** Start of READING PASSAGE **

# A REAL-TIME PRE-MIMO-LTE SOFTWARE RADIO TESTBED

Ronald Chen<sup>1</sup>, Qipeng Cai<sup>1,2</sup>, Karsten Alecke<sup>1</sup>, Onoriu Lazar<sup>1</sup> and Thomas Kaiser<sup>1,2</sup>

<sup>1</sup>mimoOn GmbH, Bismarckstrasse 120, 47057 Duisburg, Germany Phone: +49 203 306 4500, Fax: +49 203 306 4554, Email: info@mimoOn.de Web: www.mimoOn.de <sup>2</sup>Leibniz Universität Hannover, Institute of Communications Technology,

Appelstr. 9A, 30167 Hannover, Germany
Web: www.ikt.uni-hannover.de

## **ABSTRACT**

The contribution describes the implementation of a MIMO (Multiple Input - Multiple Output) OFDM (Orthogonal Frequency Division Multiplex) online demonstrator with certain parameters for the 3rd Generation Partnership Project (3GPP) Long-Term-Evolution (LTE) system, by employing our scalable multi-standard Software Defined Radio (SDR) Testbed [1][2], which is built up with Sundance modular hardware components [3]. In comparison to prior MIMO test-bed installations, the entire digital signal processing is achieved in real-time using Texas Instruments DSPs and Xilinx FPGAs. It indicates that our MIMO Testbed structure can accelerate the development and evaluation of the techniques for the next generation wireless communication systems.

** End of READING PASSAGE **

*DIRECTIONS:* Write the next part of the MIMO-LTE testbed text, picking up after its final sentence. Nothing in the listing is needed for this work.

** Start of DATA **

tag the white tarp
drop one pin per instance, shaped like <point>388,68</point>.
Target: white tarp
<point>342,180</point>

** End of DATA **

*REPLY:*
## 1. INTRODUCTION

In the past years the demand on high data rates in mobile communication is increasing dramatically. Since the available spectrum used for such communication systems is limited by regulations, another possibility has to be found to handle very high data rates. A very powerful approach is Spatial Multiplexing (SM) MIMO (Multiple Input - Multiple Output). By the usage of multiple transmit (Tx) and receive antennas (Rx), the achievable data rate compared to a Single Input - Single Output (SISO) system can be increased by a factor of about Tx, while the occupied bandwidth remains constant. Currently MIMO is considered in IEEE802.11n and IEEE802.16 and will be an inherent part in future wireless communication systems like 3GPP LTE.

While MATLAB MIMO simulation chains are well suited for theoretical MIMO research activities, the achievable results can not reflect the performance of MIMO in real world environments and system integration aspects. The task of our activities is the implementation of a 2x2 Spatial Multiplexing MIMO OFDM real-time demonstrator with certain parameters for 3GPP LTE system to verify MIMO algorithms under real world conditions. Furthermore, the platform installation should help us to figure out how to handle occurring challenges on the way from theory to prototype.

With the standardization progress of IEEE 802.16e, which extends the WiMAX from Fixed Wireless Access (FWA) to Mobile Wireless Access (MWA), current Universal Mobile Telecommunications System (UMTS) will be confronted with fierce competition from the upcoming mobile WiMAX. Starting from the end of 2004 3GPP works on the evolution of the 3G Mobile System, which involves UTRA-UTRAN Long Term Evolution (LTE) and 3GPP System Architecture Evolution (SAE) [4], in order to increase service

provisioning, reduce user and operator cost, improve coverage and system capacity and increase data rate, reduce latency, so as to ensure the competitiveness of 3G technology during the next 10 years and beyond.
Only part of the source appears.